### WRITTEN INSTRUCTION
Copy the rows below word for word, from the very first line through the line that contains "375 L 0 385", and include that line.

### PROVIDED INFORMATION
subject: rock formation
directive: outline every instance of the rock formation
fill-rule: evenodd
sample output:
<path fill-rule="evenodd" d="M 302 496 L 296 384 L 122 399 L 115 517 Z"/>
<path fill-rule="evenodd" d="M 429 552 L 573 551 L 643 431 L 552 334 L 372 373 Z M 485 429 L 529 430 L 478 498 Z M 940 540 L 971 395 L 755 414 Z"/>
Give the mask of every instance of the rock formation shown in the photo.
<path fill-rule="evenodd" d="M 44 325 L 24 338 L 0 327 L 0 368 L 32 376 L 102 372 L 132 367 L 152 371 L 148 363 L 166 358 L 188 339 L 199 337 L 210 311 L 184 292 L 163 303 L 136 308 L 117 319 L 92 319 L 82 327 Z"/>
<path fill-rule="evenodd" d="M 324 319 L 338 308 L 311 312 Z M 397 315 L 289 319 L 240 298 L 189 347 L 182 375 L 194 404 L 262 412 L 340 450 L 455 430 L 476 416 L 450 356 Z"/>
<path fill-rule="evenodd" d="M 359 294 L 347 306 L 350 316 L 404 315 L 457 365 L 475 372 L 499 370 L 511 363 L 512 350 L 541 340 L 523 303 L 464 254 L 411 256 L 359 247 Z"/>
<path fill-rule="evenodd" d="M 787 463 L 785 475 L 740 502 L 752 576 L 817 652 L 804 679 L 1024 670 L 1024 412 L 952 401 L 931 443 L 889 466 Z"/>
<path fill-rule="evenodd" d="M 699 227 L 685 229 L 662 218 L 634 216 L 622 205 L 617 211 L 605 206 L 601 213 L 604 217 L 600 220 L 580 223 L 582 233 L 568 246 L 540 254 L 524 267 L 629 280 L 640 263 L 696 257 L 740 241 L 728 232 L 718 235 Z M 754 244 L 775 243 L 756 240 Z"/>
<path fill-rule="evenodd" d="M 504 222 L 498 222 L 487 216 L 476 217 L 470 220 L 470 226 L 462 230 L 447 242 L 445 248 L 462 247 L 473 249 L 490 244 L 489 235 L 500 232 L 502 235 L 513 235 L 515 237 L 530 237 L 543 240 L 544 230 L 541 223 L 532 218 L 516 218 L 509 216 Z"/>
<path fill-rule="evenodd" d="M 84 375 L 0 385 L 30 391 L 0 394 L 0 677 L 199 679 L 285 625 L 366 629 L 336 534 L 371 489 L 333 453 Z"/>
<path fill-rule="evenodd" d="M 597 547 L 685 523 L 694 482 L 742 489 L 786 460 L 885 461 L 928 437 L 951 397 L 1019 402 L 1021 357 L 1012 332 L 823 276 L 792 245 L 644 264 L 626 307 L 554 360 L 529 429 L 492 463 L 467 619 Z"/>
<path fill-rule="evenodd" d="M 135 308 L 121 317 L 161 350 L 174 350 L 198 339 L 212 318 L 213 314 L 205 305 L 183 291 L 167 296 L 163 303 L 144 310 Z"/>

### WORKED SOLUTION
subject: rock formation
directive: outline every instance of the rock formation
fill-rule: evenodd
sample output:
<path fill-rule="evenodd" d="M 302 496 L 296 384 L 122 399 L 115 517 Z"/>
<path fill-rule="evenodd" d="M 429 552 L 573 551 L 643 431 L 552 334 L 372 373 Z M 485 429 L 529 430 L 478 498 Z M 940 540 L 971 395 L 755 414 Z"/>
Give the mask of every instance of the rock formation shown in the photo.
<path fill-rule="evenodd" d="M 44 325 L 24 338 L 0 327 L 0 368 L 32 376 L 102 372 L 132 367 L 152 371 L 148 363 L 166 358 L 188 339 L 199 337 L 210 311 L 184 292 L 163 303 L 136 308 L 117 319 L 92 319 L 82 327 Z"/>
<path fill-rule="evenodd" d="M 324 319 L 338 308 L 311 312 Z M 397 315 L 289 319 L 240 298 L 189 347 L 182 375 L 194 404 L 262 412 L 340 450 L 455 430 L 476 416 L 450 356 Z"/>
<path fill-rule="evenodd" d="M 359 294 L 347 306 L 350 316 L 404 315 L 457 365 L 475 372 L 499 370 L 511 363 L 512 350 L 541 340 L 523 303 L 464 254 L 411 256 L 359 247 Z"/>
<path fill-rule="evenodd" d="M 787 463 L 785 475 L 740 502 L 752 576 L 817 652 L 804 679 L 1024 670 L 1024 412 L 952 401 L 931 443 L 889 466 Z"/>
<path fill-rule="evenodd" d="M 699 227 L 685 229 L 662 218 L 634 216 L 622 205 L 617 211 L 605 206 L 601 213 L 604 217 L 600 220 L 580 223 L 582 233 L 568 246 L 540 254 L 524 267 L 629 280 L 640 263 L 696 257 L 740 241 L 728 232 L 718 235 Z M 754 244 L 775 243 L 756 240 Z"/>
<path fill-rule="evenodd" d="M 504 222 L 498 222 L 487 216 L 476 217 L 470 220 L 470 226 L 462 230 L 447 242 L 445 248 L 462 247 L 473 249 L 490 244 L 489 235 L 500 232 L 502 235 L 513 235 L 515 237 L 530 237 L 543 240 L 544 230 L 541 223 L 532 218 L 516 218 L 509 216 Z"/>
<path fill-rule="evenodd" d="M 84 375 L 0 385 L 30 391 L 0 394 L 0 677 L 199 679 L 285 625 L 366 629 L 336 534 L 371 489 L 333 453 Z"/>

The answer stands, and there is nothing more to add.